Filter this data down to the lines that hold "window", and copy them.
>>>
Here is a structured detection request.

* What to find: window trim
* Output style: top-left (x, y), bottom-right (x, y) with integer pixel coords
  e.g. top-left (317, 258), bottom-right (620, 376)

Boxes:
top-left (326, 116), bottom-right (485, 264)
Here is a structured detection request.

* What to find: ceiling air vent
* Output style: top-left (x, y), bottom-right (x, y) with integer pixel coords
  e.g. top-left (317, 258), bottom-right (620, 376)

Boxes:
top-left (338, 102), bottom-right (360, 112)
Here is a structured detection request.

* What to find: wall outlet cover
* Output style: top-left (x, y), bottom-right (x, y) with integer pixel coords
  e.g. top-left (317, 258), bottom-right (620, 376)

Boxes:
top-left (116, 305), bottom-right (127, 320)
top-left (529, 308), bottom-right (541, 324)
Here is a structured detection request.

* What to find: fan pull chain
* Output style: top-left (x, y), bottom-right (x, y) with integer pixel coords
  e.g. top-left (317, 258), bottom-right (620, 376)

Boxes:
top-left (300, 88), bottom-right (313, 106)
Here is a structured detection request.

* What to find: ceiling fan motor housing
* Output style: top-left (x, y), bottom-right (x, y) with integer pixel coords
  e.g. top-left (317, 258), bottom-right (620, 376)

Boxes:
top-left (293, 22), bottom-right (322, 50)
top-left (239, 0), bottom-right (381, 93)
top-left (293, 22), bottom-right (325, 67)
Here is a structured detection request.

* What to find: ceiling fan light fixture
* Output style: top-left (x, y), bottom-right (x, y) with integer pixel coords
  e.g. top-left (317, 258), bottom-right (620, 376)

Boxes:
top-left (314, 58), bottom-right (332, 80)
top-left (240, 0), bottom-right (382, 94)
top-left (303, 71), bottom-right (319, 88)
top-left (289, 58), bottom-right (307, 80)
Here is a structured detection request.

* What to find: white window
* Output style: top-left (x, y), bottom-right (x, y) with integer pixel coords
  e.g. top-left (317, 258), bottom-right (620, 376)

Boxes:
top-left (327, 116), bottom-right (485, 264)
<<<
### Result for this exercise
* What to find: window trim
* What to find: white window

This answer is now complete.